I'd like the entries repeated exactly, pictures omitted.

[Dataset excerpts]
________________________

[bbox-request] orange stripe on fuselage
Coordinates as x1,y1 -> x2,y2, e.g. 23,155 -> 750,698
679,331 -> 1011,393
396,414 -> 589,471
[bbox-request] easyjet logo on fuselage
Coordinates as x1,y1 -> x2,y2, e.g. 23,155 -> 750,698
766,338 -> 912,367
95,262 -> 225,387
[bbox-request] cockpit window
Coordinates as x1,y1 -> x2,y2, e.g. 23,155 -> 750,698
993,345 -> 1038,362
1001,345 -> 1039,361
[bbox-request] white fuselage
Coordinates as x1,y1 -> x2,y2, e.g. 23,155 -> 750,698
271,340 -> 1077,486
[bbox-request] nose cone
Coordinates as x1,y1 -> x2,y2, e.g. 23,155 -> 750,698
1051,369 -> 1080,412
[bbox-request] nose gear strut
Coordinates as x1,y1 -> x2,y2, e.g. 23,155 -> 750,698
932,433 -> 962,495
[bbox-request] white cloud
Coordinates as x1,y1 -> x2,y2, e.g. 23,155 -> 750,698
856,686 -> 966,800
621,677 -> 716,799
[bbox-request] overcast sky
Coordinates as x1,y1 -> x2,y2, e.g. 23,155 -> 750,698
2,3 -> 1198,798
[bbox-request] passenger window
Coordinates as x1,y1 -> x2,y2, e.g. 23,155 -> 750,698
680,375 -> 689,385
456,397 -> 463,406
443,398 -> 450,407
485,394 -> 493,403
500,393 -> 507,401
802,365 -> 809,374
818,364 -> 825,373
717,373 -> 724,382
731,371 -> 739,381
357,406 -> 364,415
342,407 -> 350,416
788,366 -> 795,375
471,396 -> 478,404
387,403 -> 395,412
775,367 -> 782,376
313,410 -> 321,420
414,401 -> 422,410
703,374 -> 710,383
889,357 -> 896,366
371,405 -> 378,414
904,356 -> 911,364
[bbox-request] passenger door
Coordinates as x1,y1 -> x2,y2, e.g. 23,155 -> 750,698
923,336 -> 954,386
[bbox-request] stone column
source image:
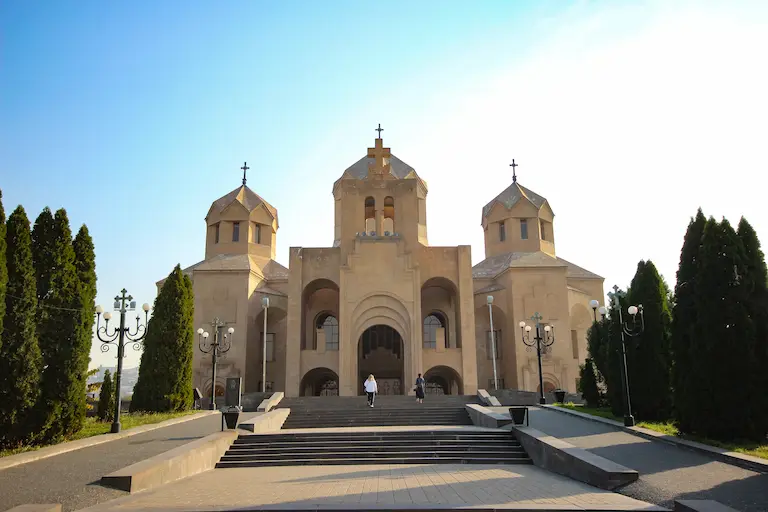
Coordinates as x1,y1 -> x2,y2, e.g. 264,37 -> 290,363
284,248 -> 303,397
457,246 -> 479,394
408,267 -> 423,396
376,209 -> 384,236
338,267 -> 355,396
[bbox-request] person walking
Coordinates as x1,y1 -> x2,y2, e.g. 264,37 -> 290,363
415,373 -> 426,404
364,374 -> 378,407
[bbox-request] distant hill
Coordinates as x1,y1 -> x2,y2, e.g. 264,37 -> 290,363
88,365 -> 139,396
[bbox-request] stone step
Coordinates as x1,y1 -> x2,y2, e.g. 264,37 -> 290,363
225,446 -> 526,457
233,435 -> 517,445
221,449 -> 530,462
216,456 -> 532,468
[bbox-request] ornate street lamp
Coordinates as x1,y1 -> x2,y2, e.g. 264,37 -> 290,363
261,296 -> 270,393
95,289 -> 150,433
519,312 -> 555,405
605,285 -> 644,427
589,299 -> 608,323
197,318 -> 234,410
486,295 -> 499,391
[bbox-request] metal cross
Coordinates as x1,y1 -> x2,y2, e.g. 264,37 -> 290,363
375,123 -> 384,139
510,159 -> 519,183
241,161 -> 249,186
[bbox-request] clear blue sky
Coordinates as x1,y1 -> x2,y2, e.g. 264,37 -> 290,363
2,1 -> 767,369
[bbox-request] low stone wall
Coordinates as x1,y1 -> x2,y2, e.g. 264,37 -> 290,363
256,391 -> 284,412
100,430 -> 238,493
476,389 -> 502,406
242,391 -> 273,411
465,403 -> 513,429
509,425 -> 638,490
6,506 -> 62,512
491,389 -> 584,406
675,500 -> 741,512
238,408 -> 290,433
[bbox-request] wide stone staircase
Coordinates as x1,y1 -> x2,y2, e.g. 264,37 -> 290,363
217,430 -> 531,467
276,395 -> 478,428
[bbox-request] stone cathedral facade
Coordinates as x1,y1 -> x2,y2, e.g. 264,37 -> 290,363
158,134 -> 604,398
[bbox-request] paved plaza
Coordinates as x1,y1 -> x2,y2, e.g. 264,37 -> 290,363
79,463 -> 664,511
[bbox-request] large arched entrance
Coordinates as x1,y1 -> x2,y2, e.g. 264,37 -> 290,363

________________________

» **Result of the exercise**:
[bbox-request] orange stripe on fuselage
Coordinates as x1,y1 -> x2,y2, e.g. 23,155 -> 750,698
679,331 -> 1011,393
396,414 -> 589,471
[bbox-request] easyjet logo on fuselage
Coordinates as x1,y1 -> x2,y2, e.g. 23,155 -> 750,698
766,338 -> 912,367
95,262 -> 225,387
[bbox-request] cockpit window
Coordinates as x1,y1 -> x2,y2, e.g. 23,155 -> 750,698
993,345 -> 1038,362
1001,345 -> 1039,361
[bbox-request] white fuselage
Coordinates as x1,y1 -> x2,y2, e.g. 23,155 -> 750,698
271,340 -> 1077,486
[bbox-request] nose cone
Coordinates as x1,y1 -> x2,y2, e.g. 23,155 -> 750,698
1051,369 -> 1080,412
[bbox-request] nose gear strut
Coordinates as x1,y1 -> x2,y2, e.g. 23,155 -> 750,698
932,433 -> 962,495
[bbox-request] white cloud
Coordinates as x1,y1 -> x2,y2, e.g. 23,155 -> 750,698
856,686 -> 966,800
621,677 -> 716,799
[bbox-request] overcast sky
Coordinates as x1,y1 -> x2,y2, e.g. 23,155 -> 750,698
2,3 -> 1198,798
[bbox-request] passenger window
Coordinates as x1,y1 -> x2,y2, e.g. 23,155 -> 750,698
680,375 -> 689,385
456,397 -> 463,406
443,398 -> 450,407
485,394 -> 493,403
500,393 -> 507,401
802,365 -> 809,374
818,364 -> 825,373
717,373 -> 724,382
731,371 -> 739,381
357,406 -> 364,415
342,407 -> 350,416
788,366 -> 795,375
471,396 -> 478,404
387,403 -> 395,412
775,367 -> 782,376
313,410 -> 321,420
414,401 -> 422,410
703,374 -> 710,383
889,357 -> 896,366
371,405 -> 378,414
904,356 -> 911,364
[bbox-request] passenger door
Coordinates as x1,y1 -> x2,y2, e.g. 23,155 -> 750,698
923,336 -> 954,386
[bbox-request] stone column
source image:
Coordinates as x1,y1 -> x2,y2, e.g. 264,37 -> 290,363
284,248 -> 303,397
457,246 -> 479,394
408,267 -> 423,396
376,209 -> 384,236
338,267 -> 355,396
[bbox-request] person walking
Coordinates as x1,y1 -> x2,y2, e.g. 264,37 -> 290,363
415,373 -> 426,404
364,374 -> 378,407
[bbox-request] distant hill
Coordinates as x1,y1 -> x2,y2, e.g. 264,37 -> 290,363
88,365 -> 139,396
[bbox-request] stone step
Coordinates as x1,y1 -> x2,y2, e.g. 264,37 -> 290,363
225,446 -> 526,457
233,435 -> 517,445
221,449 -> 530,462
216,456 -> 532,468
[bbox-request] ornate street lamp
Coordinates as x1,y1 -> x2,y2, e.g. 264,37 -> 290,363
261,296 -> 270,393
95,289 -> 150,433
519,312 -> 555,405
605,285 -> 644,427
589,299 -> 608,323
197,318 -> 234,410
486,295 -> 499,391
[bbox-request] metal cross
Coordinates as x1,y1 -> x2,y2, e.g. 264,37 -> 290,363
375,123 -> 384,139
510,159 -> 519,183
241,161 -> 249,186
[bbox-request] clear blue sky
Coordinates as x1,y1 -> x2,y2, e.g. 264,37 -> 290,363
2,1 -> 767,369
[bbox-request] low stone wall
Coordinates as x1,y1 -> x2,y2, e.g. 264,37 -> 290,363
256,391 -> 284,412
100,430 -> 238,493
476,389 -> 502,406
242,391 -> 273,411
465,403 -> 513,429
509,425 -> 638,490
6,506 -> 62,512
491,389 -> 584,406
675,500 -> 741,512
238,408 -> 290,433
[bbox-request] wide stone staircase
Coordinates as x1,y1 -> x2,y2, e.g. 264,37 -> 290,363
217,430 -> 531,467
276,395 -> 478,428
[bbox-request] stone cathedral facade
Coordinates as x1,y1 -> x2,y2, e.g. 264,37 -> 290,363
158,134 -> 604,398
[bbox-request] paved plaza
Coordinates as x1,y1 -> x2,y2, e.g. 264,37 -> 290,363
79,463 -> 664,511
[bbox-request] large arched entrance
Coordinates as x1,y1 -> x2,y2, e.g. 264,37 -> 290,363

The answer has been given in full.